[Items from a dataset]
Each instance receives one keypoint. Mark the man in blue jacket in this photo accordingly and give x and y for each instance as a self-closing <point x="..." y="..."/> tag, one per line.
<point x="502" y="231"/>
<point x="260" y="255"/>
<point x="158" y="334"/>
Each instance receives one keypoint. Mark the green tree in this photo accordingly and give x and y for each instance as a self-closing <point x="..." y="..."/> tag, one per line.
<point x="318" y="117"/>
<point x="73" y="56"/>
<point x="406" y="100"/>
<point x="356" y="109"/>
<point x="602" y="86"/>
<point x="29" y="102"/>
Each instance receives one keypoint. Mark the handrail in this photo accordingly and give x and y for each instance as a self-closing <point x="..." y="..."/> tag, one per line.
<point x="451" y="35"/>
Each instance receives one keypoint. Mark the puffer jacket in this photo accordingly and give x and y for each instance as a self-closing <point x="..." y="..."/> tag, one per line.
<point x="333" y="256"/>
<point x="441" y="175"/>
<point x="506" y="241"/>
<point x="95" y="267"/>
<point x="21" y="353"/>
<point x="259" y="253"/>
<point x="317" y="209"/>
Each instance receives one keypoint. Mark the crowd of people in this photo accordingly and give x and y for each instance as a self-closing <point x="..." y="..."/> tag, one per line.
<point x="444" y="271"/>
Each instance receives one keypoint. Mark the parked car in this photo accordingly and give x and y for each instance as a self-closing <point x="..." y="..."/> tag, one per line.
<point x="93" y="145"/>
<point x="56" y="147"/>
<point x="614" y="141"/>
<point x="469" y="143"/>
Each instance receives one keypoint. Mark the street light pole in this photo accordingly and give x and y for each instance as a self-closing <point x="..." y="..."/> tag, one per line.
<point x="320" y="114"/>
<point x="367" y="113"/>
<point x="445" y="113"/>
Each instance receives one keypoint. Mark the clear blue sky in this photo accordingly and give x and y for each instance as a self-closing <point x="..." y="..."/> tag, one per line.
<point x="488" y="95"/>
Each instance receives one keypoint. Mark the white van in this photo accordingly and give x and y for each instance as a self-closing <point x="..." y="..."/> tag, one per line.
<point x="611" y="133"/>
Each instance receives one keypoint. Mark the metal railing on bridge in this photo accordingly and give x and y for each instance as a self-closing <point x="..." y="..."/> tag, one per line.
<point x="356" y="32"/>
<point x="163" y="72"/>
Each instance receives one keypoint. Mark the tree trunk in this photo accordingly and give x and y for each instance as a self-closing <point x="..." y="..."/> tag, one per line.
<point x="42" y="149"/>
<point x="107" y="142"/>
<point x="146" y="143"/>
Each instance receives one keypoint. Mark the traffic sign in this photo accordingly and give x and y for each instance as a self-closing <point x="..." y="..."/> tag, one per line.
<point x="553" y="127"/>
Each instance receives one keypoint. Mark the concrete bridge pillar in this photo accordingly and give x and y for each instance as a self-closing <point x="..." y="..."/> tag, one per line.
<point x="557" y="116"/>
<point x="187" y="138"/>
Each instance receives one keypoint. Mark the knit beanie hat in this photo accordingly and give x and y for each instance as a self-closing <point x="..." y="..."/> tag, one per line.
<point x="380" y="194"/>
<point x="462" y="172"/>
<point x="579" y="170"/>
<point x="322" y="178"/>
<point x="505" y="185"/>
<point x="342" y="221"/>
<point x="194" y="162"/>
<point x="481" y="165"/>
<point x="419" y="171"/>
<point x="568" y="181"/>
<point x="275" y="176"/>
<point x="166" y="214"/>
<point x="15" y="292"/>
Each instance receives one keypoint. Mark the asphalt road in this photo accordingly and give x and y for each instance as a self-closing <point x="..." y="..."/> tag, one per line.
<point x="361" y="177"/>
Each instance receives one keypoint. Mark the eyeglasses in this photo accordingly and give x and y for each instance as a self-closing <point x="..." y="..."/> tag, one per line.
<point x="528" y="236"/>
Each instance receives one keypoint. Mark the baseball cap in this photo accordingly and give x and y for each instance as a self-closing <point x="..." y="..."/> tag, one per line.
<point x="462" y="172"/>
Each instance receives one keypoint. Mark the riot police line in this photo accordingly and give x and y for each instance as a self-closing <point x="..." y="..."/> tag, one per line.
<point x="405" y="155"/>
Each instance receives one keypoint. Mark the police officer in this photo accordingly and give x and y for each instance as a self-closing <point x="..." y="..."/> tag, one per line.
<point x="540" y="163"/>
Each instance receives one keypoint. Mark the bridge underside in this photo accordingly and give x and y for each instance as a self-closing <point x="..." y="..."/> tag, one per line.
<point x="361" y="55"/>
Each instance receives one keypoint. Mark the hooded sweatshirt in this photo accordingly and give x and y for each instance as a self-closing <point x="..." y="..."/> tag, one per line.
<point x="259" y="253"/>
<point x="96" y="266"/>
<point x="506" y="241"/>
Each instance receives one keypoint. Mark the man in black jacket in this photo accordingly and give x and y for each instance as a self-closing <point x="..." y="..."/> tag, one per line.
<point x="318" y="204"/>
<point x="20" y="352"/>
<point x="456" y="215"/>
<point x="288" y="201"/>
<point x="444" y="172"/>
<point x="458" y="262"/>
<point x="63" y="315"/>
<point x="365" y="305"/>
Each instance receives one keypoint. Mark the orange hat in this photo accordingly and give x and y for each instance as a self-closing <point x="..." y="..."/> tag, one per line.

PROBLEM TO WORK ON ▸ The entries listed above are to be output exactly. Leave none out.

WORKED SOLUTION ▸
Each instance receives one keypoint. Mark the man in blue jacket in this photo accordingly and give x and y for each instance as a self-closing <point x="..." y="..."/> tag, one per line.
<point x="502" y="231"/>
<point x="260" y="255"/>
<point x="158" y="334"/>
Each instance receives one keypoint. Mark the green tree in this photo accordingly and give x and y for each instance as a self-closing <point x="..." y="..."/> tag, one per line.
<point x="318" y="117"/>
<point x="73" y="56"/>
<point x="406" y="100"/>
<point x="356" y="109"/>
<point x="602" y="86"/>
<point x="29" y="102"/>
Each instance receives one keypoint. Mark the handrail in this photo accordingly and give x and y for each instance as a self-closing <point x="..." y="..."/> tag, one per line.
<point x="451" y="35"/>
Each instance receives one keypoint. Mark the puffer jacket in this photo accordingly and give x and y for each instance as a self-closing <point x="..." y="..."/> tag, one per line.
<point x="333" y="256"/>
<point x="441" y="175"/>
<point x="506" y="241"/>
<point x="95" y="267"/>
<point x="21" y="353"/>
<point x="259" y="253"/>
<point x="317" y="209"/>
Each instance receives one keypoint. Mark the crowd of people in this photo accordingly and give x and y for each instance as a self-closing <point x="..." y="..."/> tag, one per line.
<point x="444" y="271"/>
Each instance receives one keypoint. Mark the parked car in this photo accordingly and give x and y for each instance as a self-closing <point x="..." y="..."/> tag, one per line.
<point x="93" y="145"/>
<point x="56" y="147"/>
<point x="614" y="141"/>
<point x="469" y="143"/>
Each instance receives one keypoint. Mark the street light pole in this photo accordingly and give x and y for each instance as a self-closing <point x="..." y="..."/> tag, one per line.
<point x="320" y="114"/>
<point x="367" y="113"/>
<point x="445" y="113"/>
Each instance receives one keypoint. Mark the clear blue sky in this photo accordingly and give x and y for each instance as a self-closing <point x="..." y="..."/> tag, one per line.
<point x="488" y="95"/>
Each instance receives one keypoint. Mark the white van in this photo accordingly and give x and y for each instance as a self-closing <point x="..." y="..."/> tag, one per line.
<point x="611" y="133"/>
Each instance receives one keypoint. Mark the metal railing on bridge in this photo accordingly and give x and y for each instance as a self-closing <point x="..." y="..."/> tag, one per line.
<point x="356" y="32"/>
<point x="163" y="72"/>
Each instance receives one keypoint. Mark the tree trunk in this photo accordingly and give x and y for each instance as a self-closing <point x="..." y="..."/> tag, one per line.
<point x="42" y="149"/>
<point x="107" y="142"/>
<point x="146" y="143"/>
Each instance receives one keypoint. Mark the traffic sign in this photo accordingly and give x and y for each instance as a self-closing <point x="..." y="..."/> tag, one per line.
<point x="553" y="127"/>
Each instance receives one keypoint. Mark the concrete bridge pillar in this photo accordingly and give x and y for each instance as a self-closing <point x="..." y="..."/> tag, one per line.
<point x="557" y="116"/>
<point x="187" y="138"/>
Each instance receives one keypoint. Mark the knit beanie hat in this photo accordingly and give x and y for each instance as a self-closing <point x="..." y="..."/> tag, one per line.
<point x="380" y="194"/>
<point x="462" y="172"/>
<point x="579" y="170"/>
<point x="322" y="178"/>
<point x="505" y="185"/>
<point x="342" y="221"/>
<point x="194" y="162"/>
<point x="481" y="165"/>
<point x="419" y="171"/>
<point x="568" y="181"/>
<point x="275" y="176"/>
<point x="166" y="214"/>
<point x="15" y="292"/>
Each instance receives one keypoint. Mark the asphalt road in this photo accordingly and give x and y for each instance as a self-closing <point x="..." y="..."/> tag, one per line.
<point x="361" y="177"/>
Each instance receives one keypoint. Mark the eyeglasses in this photo accordingly and give x and y for each instance as a self-closing <point x="..." y="..."/> tag, one per line.
<point x="528" y="236"/>
Each instance receives one keypoint. Mark the baseball cap in this photo accordingly and give x and y for each instance as a self-closing <point x="..." y="..."/> tag, one per line.
<point x="462" y="172"/>
Each instance receives one keypoint. Mark the riot police line in this photo accordingly and give x and y for each instance as a self-closing <point x="..." y="..."/> tag, one per line.
<point x="405" y="155"/>
Each instance receives one keypoint. Mark the police officer in this photo accordingly and give x and y for each instance as a self-closing <point x="..." y="..."/> tag, one per line.
<point x="540" y="163"/>
Each instance receives one keypoint. Mark the bridge underside in this photo accordingly and give x and y for each instance as a self-closing <point x="..." y="..."/> tag, one per line.
<point x="361" y="55"/>
Each instance receives one keypoint. Mark the hooded sweatshirt in this photo accordingly and give x and y for each instance as a self-closing <point x="..." y="..."/> tag, one per line.
<point x="259" y="253"/>
<point x="96" y="266"/>
<point x="506" y="241"/>
Each instance receives one keypoint. Mark the man in black jacket in this photo accordingly and give x and y for each instance as a self-closing <point x="..." y="..."/> tag, one per line.
<point x="318" y="204"/>
<point x="20" y="352"/>
<point x="456" y="215"/>
<point x="288" y="201"/>
<point x="444" y="172"/>
<point x="458" y="262"/>
<point x="63" y="315"/>
<point x="365" y="305"/>
Each instance receives one keypoint. Mark the orange hat in this photo accordingly and give x and y for each instance as a self-closing <point x="..." y="..."/> tag, one per line.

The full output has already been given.